Task description ▸ Copy, from the listing, every line in which the string "photograph" is present.

Information supplied ▸

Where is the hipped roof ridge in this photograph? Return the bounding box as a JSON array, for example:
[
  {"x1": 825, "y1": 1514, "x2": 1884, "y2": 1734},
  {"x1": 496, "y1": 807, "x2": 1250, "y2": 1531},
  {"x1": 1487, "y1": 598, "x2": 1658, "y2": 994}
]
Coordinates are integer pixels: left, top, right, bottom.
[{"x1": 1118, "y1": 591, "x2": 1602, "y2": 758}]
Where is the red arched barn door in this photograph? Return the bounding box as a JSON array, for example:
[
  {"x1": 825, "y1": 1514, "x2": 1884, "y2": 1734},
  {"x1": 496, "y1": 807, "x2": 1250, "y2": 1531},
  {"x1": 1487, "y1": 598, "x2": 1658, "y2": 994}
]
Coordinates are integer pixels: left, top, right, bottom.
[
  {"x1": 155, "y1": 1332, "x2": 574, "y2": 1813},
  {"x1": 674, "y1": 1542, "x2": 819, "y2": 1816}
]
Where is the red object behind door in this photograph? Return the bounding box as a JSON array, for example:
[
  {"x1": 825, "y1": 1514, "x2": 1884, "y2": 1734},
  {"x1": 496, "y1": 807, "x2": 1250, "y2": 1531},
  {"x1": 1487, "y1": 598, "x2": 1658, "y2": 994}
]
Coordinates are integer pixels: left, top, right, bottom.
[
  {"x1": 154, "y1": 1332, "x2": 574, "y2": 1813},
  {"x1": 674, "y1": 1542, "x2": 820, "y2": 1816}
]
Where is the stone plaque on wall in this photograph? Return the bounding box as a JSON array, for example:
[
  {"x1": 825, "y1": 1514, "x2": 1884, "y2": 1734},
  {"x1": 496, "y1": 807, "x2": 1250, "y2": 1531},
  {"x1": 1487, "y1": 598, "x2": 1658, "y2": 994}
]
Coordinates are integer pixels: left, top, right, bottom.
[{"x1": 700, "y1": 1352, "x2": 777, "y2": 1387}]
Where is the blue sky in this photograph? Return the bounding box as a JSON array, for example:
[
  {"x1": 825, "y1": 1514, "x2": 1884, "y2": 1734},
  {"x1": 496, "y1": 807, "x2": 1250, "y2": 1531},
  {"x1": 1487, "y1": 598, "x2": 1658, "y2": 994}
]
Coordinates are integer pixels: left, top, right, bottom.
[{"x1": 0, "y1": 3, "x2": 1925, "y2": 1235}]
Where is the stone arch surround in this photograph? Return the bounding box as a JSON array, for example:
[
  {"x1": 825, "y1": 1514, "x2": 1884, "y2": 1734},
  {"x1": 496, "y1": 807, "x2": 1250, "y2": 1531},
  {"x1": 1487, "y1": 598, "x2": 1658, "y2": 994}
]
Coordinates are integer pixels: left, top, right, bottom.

Your response ▸
Where is the hipped roof ridge in this photograph? Return the bounding box as a JSON array, for example:
Where is the red arched barn door in this photograph? Return the bounding box as a JSON array, for example:
Where is the red object behind door in this photograph? Return the bounding box as a JSON array, for example:
Where is the stone plaque on wall in this photograph? Return the bounding box as a JSON array, for example:
Where is the blue sky in this photograph? Return the bounding box as a JSON array, for example:
Where is the stone arch surround in this photograph? Return the bounding box as a JSON array, for example:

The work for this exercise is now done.